The structure of the along-channel velocity component of the Stream in the three cross sections during May 17, May 18 and July 7 is shown in Fig. 3, along with the corresponding part of the along-channel velocity recorded by the current meter. A typical jet structure with a high-velocity core is observed in most panels. At the Old Bridge and during the flow maxima of the semidiurnal cycle, high velocity values fill nearly the entire section (panels b, c). In all sections at the north lights, the highest velocity values occur at the edge on the side of Evia (panels g, h, i). This is likely to be due to the coastal morphology and the flow path followed when the Stream enters the Euripus Strait from the north–northeast. The along-channel velocity values at the Old Bridge are indeed higher than the corresponding values at the other two sections. Velocity values higher than 50 cm/s (\(\sim \)1 knot) occur at the Old Bridge even at the near-bottom layers at the two edges of the cross section, where a hydro-turbine would most preferably be installed. Our attention is focused on the specific section. Figure 4 shows five additional snapshot transects at the Old Bridge on the full-moon day of September 23. The strongest along-channel flow at 24\(^{\circ }\)N (Fig. 1), with velocity maxima \(\sim \)270 cm/s, occurs around 12:30 (Fig. 4b).

• **Written exercise 1**
Identify each line of the records that contains the string "patch", matching case exactly, and copy those lines.
The passage on the Euripus Strait current has no connection to the records.

• **Extracted material**
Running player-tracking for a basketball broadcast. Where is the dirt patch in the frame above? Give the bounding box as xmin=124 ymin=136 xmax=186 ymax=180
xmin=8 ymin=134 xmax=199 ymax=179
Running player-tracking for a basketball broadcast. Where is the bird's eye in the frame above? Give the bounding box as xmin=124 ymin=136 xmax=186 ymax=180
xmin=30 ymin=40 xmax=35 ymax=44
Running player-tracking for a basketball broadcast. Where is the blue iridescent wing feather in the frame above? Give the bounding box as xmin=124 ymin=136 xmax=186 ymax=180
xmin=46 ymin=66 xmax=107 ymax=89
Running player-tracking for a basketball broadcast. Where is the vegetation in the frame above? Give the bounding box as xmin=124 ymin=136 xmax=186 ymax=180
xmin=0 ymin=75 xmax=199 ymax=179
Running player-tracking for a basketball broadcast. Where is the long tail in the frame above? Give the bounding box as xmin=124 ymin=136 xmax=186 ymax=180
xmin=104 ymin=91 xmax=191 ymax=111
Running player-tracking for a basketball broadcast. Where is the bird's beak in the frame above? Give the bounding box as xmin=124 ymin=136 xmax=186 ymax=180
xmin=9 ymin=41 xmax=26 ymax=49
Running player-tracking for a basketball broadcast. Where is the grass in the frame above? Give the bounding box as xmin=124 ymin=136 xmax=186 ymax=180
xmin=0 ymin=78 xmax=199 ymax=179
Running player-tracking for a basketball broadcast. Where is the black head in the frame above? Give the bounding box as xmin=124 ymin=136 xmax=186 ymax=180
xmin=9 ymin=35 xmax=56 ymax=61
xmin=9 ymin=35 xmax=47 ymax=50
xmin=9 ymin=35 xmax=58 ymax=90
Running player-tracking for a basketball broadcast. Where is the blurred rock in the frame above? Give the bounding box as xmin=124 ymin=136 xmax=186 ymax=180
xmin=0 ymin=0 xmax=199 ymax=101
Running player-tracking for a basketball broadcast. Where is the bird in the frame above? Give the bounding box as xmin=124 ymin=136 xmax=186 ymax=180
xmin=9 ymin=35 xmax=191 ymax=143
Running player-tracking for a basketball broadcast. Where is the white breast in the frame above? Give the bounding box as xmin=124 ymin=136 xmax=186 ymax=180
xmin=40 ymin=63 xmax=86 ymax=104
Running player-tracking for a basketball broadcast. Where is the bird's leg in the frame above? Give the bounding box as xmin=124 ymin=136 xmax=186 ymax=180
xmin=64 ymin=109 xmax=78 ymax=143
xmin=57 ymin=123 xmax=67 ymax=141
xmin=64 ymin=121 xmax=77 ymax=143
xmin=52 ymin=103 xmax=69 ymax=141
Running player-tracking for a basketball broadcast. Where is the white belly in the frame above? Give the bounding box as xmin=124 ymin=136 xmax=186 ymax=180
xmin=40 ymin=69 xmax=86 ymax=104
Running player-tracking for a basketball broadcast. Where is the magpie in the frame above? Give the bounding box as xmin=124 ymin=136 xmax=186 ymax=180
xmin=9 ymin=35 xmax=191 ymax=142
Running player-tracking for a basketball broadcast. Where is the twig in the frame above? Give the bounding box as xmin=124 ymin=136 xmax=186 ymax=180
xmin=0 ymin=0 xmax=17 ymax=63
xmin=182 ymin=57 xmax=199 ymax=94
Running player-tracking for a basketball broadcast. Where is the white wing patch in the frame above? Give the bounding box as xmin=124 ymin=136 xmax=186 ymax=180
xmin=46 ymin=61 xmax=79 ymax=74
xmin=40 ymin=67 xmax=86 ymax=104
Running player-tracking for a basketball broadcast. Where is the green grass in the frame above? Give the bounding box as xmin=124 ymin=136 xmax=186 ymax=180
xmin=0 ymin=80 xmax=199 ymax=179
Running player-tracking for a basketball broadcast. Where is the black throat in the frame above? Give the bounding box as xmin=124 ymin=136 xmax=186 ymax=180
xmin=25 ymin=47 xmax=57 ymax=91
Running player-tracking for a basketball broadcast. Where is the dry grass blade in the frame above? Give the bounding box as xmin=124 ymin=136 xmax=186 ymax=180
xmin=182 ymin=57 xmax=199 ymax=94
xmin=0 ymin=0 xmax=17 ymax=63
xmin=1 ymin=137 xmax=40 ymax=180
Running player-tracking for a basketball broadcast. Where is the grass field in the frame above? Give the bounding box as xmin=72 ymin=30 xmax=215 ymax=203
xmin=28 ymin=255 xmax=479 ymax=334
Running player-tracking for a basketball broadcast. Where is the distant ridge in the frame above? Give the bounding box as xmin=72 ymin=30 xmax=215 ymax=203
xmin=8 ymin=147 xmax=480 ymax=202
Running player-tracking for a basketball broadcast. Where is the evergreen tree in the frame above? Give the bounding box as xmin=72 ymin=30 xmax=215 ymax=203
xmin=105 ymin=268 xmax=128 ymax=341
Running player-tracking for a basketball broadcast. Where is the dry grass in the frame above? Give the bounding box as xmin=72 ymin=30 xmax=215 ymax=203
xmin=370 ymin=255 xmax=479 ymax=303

...

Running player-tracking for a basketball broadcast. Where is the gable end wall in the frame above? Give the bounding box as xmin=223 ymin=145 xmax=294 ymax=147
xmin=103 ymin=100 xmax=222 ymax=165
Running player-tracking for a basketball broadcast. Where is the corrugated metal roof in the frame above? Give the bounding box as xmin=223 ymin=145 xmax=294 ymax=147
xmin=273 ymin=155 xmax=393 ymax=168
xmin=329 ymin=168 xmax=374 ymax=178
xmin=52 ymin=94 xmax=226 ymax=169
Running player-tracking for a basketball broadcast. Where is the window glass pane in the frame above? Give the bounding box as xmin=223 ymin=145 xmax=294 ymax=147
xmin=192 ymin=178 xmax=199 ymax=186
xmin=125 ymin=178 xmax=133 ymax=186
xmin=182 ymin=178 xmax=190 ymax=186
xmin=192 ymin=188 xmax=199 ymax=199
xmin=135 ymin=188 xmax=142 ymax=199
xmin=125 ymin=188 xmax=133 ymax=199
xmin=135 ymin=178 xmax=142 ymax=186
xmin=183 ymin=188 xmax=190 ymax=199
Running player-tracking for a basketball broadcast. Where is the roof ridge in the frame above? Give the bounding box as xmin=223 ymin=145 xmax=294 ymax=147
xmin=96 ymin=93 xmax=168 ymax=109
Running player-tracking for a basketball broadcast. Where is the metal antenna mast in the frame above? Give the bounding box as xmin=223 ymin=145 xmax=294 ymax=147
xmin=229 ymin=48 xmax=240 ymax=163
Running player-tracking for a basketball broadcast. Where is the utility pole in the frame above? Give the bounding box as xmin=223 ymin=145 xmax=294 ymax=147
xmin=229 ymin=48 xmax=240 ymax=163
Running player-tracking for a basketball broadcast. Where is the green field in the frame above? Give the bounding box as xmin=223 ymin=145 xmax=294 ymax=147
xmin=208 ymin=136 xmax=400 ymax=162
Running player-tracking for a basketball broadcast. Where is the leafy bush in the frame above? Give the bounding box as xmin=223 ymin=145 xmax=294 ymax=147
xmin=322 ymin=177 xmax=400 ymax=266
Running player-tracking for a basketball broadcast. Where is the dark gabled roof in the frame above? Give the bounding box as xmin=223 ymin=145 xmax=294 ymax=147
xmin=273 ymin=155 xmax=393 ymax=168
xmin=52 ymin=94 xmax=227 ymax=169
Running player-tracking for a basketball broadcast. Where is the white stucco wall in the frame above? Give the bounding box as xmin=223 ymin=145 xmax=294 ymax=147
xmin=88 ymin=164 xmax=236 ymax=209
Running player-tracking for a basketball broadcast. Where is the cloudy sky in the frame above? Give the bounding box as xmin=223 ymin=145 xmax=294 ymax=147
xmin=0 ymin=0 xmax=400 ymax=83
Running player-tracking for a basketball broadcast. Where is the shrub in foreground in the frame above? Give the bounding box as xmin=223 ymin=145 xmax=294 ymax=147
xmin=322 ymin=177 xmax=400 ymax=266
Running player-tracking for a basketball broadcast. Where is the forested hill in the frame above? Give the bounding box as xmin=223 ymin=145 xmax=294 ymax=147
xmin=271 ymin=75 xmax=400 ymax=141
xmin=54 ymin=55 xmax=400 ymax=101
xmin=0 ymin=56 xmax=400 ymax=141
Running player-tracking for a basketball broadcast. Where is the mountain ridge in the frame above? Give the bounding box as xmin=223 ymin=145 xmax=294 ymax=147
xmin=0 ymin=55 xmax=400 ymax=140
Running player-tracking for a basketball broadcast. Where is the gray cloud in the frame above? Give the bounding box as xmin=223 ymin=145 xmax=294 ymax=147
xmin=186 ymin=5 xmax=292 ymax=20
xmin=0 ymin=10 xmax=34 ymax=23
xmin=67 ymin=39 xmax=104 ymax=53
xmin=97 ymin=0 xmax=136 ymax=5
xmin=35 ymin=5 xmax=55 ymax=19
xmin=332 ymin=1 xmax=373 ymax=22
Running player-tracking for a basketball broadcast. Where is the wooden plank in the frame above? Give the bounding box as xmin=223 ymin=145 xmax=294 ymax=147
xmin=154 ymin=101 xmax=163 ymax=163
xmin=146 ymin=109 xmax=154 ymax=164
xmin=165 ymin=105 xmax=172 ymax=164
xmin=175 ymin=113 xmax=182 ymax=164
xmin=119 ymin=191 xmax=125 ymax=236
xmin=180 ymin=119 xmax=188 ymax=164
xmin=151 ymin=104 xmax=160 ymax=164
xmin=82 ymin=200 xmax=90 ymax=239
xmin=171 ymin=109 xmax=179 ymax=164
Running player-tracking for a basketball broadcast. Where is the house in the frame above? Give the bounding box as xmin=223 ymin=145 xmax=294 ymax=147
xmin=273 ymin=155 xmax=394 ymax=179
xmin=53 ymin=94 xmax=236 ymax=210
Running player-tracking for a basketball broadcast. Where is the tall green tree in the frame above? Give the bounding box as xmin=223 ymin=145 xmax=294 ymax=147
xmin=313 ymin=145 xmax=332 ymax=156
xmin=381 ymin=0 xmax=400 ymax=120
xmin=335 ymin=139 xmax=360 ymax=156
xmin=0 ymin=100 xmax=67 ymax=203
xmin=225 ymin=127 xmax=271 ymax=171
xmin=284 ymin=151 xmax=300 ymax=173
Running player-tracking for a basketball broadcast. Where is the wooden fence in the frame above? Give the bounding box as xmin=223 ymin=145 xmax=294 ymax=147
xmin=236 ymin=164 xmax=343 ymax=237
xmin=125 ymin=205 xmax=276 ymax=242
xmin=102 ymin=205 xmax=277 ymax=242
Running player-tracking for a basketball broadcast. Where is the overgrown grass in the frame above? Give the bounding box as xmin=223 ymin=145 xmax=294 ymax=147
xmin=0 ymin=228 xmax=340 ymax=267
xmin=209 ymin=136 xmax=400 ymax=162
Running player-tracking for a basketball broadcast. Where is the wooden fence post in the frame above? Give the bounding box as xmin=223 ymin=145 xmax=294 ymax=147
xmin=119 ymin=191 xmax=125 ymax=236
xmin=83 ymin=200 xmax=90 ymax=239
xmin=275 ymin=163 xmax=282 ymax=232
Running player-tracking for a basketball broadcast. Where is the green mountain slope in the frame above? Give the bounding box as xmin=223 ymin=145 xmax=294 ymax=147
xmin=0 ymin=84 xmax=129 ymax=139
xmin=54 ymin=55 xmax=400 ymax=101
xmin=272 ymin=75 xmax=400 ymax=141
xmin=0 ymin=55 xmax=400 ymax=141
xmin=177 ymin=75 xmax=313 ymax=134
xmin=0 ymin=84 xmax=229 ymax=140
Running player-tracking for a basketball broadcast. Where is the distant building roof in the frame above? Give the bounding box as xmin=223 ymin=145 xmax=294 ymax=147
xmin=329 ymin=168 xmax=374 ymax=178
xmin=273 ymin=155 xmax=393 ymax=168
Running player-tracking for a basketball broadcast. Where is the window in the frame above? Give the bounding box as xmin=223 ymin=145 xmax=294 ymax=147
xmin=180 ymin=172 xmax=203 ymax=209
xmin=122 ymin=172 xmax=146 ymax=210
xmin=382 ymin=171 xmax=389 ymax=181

...

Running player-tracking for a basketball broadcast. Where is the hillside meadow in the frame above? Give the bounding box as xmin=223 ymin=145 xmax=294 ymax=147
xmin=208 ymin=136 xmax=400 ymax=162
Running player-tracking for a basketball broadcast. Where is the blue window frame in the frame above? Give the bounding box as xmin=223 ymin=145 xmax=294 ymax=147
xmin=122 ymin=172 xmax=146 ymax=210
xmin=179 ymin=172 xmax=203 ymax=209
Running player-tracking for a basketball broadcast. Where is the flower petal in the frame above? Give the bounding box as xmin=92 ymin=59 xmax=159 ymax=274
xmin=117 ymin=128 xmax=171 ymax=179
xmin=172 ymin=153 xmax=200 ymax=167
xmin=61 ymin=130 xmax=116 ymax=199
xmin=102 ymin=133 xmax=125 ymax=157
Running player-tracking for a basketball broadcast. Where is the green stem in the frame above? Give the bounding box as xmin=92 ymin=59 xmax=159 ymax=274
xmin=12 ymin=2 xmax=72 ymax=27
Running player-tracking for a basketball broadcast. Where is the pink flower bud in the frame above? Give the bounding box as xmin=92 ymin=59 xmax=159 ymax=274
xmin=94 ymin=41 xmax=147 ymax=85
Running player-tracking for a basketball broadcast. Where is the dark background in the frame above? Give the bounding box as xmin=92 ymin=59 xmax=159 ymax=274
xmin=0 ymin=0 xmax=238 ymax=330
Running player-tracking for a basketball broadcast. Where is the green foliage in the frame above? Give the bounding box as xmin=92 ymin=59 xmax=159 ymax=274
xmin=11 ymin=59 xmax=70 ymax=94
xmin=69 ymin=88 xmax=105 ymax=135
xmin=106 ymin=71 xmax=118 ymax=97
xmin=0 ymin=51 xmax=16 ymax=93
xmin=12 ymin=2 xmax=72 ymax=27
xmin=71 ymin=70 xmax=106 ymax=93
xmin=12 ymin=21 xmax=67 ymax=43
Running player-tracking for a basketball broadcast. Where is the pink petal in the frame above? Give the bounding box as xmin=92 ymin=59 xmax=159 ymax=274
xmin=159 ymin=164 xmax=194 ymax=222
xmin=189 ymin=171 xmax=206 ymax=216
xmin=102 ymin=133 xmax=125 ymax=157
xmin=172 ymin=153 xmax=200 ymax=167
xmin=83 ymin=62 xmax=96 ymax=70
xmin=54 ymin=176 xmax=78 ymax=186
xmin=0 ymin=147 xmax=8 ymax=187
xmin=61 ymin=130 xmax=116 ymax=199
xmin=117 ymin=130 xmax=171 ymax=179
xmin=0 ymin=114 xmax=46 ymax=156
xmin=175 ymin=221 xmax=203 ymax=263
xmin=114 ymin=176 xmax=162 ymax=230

• **Written exercise 2**
According to the passage on the Euripus Strait current, where do the highest velocity values occur in all sections at the north lights?

• **Expected output 1**
Running player-tracking for a basketball broadcast. Where is the dirt patch in the frame above? Give the bounding box as xmin=124 ymin=136 xmax=186 ymax=180
Running player-tracking for a basketball broadcast. Where is the white wing patch in the frame above? Give the bounding box as xmin=124 ymin=136 xmax=186 ymax=180

• **Expected output 2**
At the edge on the side of Evia.